## Task to complete
Once the pictures are set aside, reproduce the remaining data exactly.
[Start of Attachment]
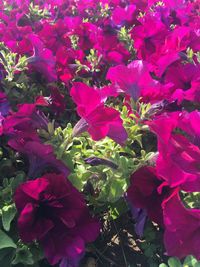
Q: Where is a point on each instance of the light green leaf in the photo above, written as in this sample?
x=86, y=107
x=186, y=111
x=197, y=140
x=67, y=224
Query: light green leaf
x=8, y=214
x=6, y=241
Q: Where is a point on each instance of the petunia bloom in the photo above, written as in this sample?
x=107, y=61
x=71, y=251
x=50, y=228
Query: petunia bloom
x=100, y=121
x=147, y=190
x=54, y=213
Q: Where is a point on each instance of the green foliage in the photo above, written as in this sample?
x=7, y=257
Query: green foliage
x=125, y=37
x=11, y=62
x=8, y=214
x=191, y=200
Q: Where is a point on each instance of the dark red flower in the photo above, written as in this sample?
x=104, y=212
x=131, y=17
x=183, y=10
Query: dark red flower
x=55, y=214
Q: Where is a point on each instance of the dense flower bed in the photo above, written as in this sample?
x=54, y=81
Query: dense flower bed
x=99, y=117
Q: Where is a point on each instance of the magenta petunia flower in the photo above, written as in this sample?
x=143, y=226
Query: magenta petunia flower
x=131, y=79
x=4, y=104
x=55, y=214
x=182, y=228
x=42, y=60
x=179, y=152
x=100, y=121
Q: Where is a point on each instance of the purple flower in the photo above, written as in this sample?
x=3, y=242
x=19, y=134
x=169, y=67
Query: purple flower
x=182, y=228
x=131, y=79
x=147, y=190
x=40, y=156
x=4, y=104
x=55, y=214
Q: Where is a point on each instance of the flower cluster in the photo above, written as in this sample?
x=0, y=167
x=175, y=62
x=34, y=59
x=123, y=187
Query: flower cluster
x=83, y=85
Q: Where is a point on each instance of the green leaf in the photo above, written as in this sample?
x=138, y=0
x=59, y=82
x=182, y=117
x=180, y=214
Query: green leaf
x=8, y=214
x=174, y=262
x=6, y=241
x=190, y=261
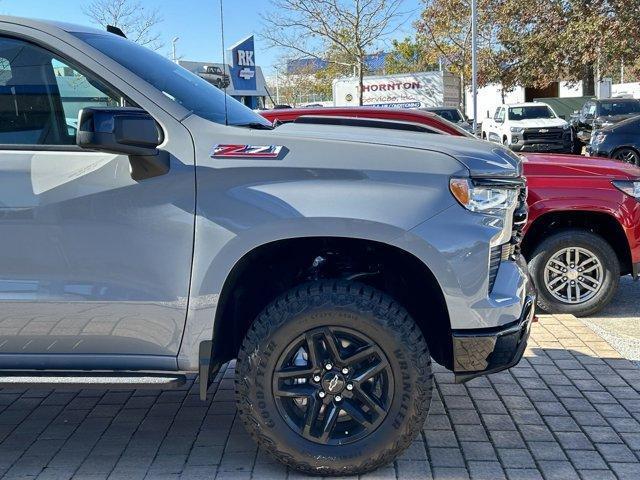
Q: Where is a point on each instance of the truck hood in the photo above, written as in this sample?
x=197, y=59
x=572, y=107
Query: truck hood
x=576, y=166
x=538, y=123
x=482, y=159
x=614, y=118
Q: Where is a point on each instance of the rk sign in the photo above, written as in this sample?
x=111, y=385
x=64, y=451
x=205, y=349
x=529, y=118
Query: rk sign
x=243, y=69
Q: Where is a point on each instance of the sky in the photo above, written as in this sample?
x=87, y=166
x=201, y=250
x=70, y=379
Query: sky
x=196, y=22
[End of Attachment]
## Exercise answer
Q: Where is a point on each instance of the light green leaf in the photo above, written as in this sample?
x=86, y=107
x=186, y=111
x=197, y=140
x=67, y=224
Query: light green leaf
x=8, y=214
x=6, y=241
Q: Where is a point on each instance of the petunia bloom in the photo above, written as in this sample?
x=107, y=61
x=71, y=251
x=50, y=228
Query: petunia bloom
x=100, y=121
x=147, y=190
x=54, y=213
Q: Where is a point on each instance of the green foliage in the photo above, written as in this sample?
x=7, y=257
Query: green foliage
x=125, y=37
x=11, y=62
x=8, y=214
x=191, y=200
Q: Where is a point on each instance of the dark red flower in the photo above, written as in this sample?
x=104, y=212
x=131, y=17
x=183, y=10
Query: dark red flower
x=55, y=214
Q: Where is a point on each instance of the dense flower bed in the photo above, written as in this sample?
x=54, y=81
Query: dense flower bed
x=99, y=117
Q: Where is a point on each instance of the magenta petunia flower in the photo above, written as in this sample?
x=143, y=226
Query: magenta petunia flower
x=131, y=79
x=4, y=104
x=55, y=214
x=182, y=228
x=42, y=60
x=179, y=152
x=100, y=121
Q: Where is a point on each instance of the purple flower in the photo above, written as in this sample?
x=3, y=242
x=19, y=134
x=169, y=67
Query: purple flower
x=182, y=228
x=131, y=79
x=147, y=190
x=40, y=156
x=4, y=104
x=55, y=214
Q: Where is a point on each instance of the flower cluster in the photo above, written as in this sample?
x=0, y=167
x=175, y=62
x=34, y=59
x=123, y=187
Query: flower cluster
x=83, y=85
Q: Where is a point on each instance of the green leaf in the photo above, written as in this sample?
x=138, y=0
x=59, y=82
x=182, y=117
x=180, y=214
Query: green leaf
x=8, y=214
x=174, y=262
x=6, y=241
x=190, y=261
Q: Where is a point on each instance of the truck hood in the photo above, written as in this sample?
x=197, y=59
x=572, y=107
Query: truck hood
x=576, y=166
x=538, y=123
x=482, y=159
x=614, y=118
Q: Where is a point on each instance of the rk sign in the photo above, written as in this sample?
x=111, y=385
x=64, y=451
x=205, y=349
x=529, y=118
Query: rk sign
x=243, y=69
Q: Where is a point on each instance of the sky in the photo above, written as in this sample?
x=87, y=166
x=201, y=250
x=70, y=379
Query: sky
x=196, y=22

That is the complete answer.